• _Written exercise A_
In the dissent below, who appoints the Turnpike Authority created by House Bill Number 933 and can remove it?

• _Text to read_
⟨

WILLIAMS, Justice (dissenting).

¶1 I believe that the following suggested ballot titles more fully and fairly express "the gist of the proposition", "without any argument or statement either for or against the measures concerned":

"Ballot Title

"State Question No. 359 Referendum Petition No. 105

"The Gist of the Proposition is as Follows:

"Shall Senate Bill Number 454, Twenty-Fourth Oklahoma Legislature,

"'Amending turnpike law, as amended by House Bill Number 933, Twenty-fourth Legislature; authorizing and empowering Oklahoma Turnpike Authority to: construct and operate that part in Oklahoma of turnpikes between: Oklahoma City and Wichita Falls, Texas; Tulsa and Joplin, Missouri; and Oklahoma City and Wichita, Kansas; issue bonds, payable solely from revenue, to pay for turnpikes; fix tolls; lease concessions; acquire property; repay State not exceeding $1,500.00 per mile survey, preparatory expense; make contracts; fix wages; and do everything necessary to execute granted powers, subject to prescribed limitations;'

"be approved by the people?

[] Yes

"Shall Senate Bill Number 454 Be Approved?

[] No

"Ballot Title

"State Question No. 360 Referendum Petition No. 106

"The Gist of the Proposition is as Follows:

"Shall House Bill Number 933, Twenty-fourth Oklahoma Legislature,

"'Amending turnpike law; creating Turnpike Authority, appointed and removable by Governor; prescribing powers, duties, etc.; authorizing and empowering Authority to construct and operate parts in Oklahoma of turnpikes between: Oklahoma City and Wichita Falls, Texas; Tulsa and Joplin, Missouri; and Oklahoma City and Wichita, Kansas; issue bonds, payable solely from revenue, to pay therefor; fix tolls; lease concessions; acquire property, etc.; and do everything necessary to execute granted powers, subject to prescribed limitations; such turnpikes, when paid for, to belong to State, for use free of tolls;'

"be approved by the people?

[] Yes "Shall House Bill Number 933 Be Approved?

[] No"

¶2 I therefore respectfully dissent.

⟩

• _Written exercise B_
Please duplicate the lines of the records below, from the line that contains "on the steam" through the end of the records, inclusive.

Entries from a dataset
⟨

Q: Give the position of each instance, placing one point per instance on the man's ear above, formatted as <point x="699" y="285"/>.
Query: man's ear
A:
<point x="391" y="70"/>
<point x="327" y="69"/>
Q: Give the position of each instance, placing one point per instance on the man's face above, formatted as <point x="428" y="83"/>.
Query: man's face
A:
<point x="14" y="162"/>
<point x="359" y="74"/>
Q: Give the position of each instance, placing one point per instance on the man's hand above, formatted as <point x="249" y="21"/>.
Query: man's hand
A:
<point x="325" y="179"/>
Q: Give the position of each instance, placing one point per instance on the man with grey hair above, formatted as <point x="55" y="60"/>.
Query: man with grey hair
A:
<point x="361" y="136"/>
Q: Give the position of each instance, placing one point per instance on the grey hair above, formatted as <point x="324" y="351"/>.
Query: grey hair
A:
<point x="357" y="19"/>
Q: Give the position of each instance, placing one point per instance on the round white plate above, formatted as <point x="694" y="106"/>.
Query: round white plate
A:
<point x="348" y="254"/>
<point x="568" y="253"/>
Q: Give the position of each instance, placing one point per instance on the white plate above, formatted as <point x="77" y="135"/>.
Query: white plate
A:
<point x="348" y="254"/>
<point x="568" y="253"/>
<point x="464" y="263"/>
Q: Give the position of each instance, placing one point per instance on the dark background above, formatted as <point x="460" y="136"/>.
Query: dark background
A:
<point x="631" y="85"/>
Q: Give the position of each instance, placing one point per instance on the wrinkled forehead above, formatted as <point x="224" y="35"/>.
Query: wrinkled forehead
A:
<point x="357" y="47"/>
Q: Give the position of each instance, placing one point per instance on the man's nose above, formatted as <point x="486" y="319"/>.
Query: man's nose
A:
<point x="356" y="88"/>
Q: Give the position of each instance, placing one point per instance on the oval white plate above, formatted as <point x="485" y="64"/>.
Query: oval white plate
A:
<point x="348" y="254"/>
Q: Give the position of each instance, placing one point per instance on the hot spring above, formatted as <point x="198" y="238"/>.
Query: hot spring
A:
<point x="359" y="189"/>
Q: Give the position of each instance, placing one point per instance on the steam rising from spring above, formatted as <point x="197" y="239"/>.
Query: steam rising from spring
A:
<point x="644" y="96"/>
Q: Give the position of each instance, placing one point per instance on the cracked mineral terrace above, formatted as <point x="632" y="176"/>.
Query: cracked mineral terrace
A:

⟩

• _Full output A_
The Governor.

• _Full output B_
Q: Give the position of each instance, placing one point per instance on the steam rising from spring above, formatted as <point x="197" y="239"/>.
Query: steam rising from spring
A:
<point x="644" y="96"/>
Q: Give the position of each instance, placing one point per instance on the cracked mineral terrace above, formatted as <point x="632" y="176"/>.
Query: cracked mineral terrace
A:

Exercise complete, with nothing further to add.